### MATERIAL SUPPLIED
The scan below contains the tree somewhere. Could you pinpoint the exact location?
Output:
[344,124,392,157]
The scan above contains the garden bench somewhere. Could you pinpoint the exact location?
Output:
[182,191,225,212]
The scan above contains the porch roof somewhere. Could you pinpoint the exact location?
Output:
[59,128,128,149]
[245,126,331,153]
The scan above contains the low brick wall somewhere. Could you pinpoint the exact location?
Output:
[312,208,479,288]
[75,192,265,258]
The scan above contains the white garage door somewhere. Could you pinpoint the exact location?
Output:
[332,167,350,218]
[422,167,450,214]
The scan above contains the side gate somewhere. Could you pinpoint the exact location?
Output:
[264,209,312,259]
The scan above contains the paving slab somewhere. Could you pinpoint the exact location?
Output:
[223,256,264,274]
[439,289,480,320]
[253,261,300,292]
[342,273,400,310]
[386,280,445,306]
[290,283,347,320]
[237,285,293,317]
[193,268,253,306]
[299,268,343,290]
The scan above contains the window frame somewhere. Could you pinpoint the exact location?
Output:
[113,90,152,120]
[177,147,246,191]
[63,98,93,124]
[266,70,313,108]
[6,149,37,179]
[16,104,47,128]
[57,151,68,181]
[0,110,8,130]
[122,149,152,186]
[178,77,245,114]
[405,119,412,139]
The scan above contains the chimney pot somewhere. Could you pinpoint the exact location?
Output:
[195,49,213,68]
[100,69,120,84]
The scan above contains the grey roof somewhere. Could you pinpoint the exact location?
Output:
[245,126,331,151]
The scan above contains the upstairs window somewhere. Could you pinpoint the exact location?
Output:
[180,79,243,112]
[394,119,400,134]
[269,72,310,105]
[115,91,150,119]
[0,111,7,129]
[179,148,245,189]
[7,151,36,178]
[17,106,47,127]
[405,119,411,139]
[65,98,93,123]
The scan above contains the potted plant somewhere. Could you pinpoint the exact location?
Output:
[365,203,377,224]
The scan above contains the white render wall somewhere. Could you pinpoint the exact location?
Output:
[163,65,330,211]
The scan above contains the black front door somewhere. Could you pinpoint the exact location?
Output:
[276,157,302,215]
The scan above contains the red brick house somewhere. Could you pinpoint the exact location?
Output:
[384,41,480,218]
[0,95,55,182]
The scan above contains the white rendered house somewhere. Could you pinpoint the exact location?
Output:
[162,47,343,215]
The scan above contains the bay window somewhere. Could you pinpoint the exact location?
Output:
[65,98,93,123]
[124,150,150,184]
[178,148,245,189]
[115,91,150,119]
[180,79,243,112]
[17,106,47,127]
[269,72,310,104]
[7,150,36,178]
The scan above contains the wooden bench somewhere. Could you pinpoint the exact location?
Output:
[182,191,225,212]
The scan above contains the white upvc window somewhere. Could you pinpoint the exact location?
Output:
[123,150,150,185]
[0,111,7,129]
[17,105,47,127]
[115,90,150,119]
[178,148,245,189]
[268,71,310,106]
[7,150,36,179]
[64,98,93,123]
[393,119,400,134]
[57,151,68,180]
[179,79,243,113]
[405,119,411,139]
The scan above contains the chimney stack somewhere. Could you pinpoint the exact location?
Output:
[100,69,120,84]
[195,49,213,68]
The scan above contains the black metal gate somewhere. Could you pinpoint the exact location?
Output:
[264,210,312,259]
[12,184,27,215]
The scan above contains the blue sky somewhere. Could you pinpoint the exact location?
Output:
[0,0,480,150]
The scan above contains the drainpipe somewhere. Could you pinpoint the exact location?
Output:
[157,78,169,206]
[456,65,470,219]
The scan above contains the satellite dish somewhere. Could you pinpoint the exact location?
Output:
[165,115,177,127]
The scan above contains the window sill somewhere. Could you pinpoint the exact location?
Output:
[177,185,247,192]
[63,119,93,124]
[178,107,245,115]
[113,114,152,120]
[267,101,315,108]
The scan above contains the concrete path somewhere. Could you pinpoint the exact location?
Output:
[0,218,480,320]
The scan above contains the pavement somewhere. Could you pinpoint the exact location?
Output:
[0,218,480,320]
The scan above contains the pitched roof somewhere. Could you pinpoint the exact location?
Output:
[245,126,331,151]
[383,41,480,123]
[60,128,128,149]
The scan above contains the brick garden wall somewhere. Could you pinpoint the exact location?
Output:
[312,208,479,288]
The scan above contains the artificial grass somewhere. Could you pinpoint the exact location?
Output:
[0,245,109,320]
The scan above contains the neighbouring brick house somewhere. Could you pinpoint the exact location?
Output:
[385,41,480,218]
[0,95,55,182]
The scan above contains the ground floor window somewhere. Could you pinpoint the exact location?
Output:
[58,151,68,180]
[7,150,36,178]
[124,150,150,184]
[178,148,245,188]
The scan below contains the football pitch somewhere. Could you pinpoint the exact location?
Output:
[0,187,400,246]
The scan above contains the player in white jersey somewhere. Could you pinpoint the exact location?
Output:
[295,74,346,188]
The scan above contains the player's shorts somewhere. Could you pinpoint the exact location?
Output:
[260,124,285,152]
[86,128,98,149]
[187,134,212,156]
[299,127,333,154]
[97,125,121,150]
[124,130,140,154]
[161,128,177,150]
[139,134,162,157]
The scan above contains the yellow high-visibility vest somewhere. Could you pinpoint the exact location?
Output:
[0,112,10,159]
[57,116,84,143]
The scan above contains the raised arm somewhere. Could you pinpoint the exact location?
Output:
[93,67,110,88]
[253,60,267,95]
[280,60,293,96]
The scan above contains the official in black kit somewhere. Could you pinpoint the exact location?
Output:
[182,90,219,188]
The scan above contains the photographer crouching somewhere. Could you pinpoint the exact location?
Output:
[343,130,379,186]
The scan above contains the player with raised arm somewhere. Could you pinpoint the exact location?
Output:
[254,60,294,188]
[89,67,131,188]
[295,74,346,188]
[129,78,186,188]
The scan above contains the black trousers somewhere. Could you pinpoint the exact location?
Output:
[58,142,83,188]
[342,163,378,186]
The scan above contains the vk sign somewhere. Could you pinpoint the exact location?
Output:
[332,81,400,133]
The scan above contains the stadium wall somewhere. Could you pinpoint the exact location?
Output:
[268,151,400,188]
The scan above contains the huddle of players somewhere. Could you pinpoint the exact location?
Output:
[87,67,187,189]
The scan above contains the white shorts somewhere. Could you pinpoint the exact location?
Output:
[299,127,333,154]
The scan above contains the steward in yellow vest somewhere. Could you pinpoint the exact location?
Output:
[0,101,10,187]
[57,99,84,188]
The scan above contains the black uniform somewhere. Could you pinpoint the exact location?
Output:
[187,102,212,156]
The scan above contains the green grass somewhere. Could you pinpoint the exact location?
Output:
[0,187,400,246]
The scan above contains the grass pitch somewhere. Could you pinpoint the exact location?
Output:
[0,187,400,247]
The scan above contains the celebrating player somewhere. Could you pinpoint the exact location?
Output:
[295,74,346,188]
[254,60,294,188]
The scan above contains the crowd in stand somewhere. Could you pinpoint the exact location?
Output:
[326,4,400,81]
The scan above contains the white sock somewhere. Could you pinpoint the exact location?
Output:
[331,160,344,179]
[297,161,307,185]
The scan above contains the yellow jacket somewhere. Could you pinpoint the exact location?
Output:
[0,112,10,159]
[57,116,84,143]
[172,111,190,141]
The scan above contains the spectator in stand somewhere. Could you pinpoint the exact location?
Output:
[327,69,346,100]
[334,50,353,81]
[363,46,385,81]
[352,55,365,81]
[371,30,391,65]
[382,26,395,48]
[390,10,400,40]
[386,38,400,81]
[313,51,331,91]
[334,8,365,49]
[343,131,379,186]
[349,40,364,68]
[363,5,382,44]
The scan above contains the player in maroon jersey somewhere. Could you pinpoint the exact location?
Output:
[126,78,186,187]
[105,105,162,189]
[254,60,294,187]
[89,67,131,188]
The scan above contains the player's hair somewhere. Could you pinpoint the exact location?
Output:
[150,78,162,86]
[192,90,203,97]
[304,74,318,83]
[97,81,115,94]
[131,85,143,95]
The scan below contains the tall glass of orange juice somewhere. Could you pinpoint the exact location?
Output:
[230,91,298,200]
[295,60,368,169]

### DIRECTIONS
Find each line of the listing above that contains the word "vest", and copy every such line in full.

### FINISHED TASK
The scan above contains the yellow high-visibility vest somewhere. Could you pinpoint the exact location?
The scan above contains the steward in yellow vest somewhere. Could you pinpoint the exact location?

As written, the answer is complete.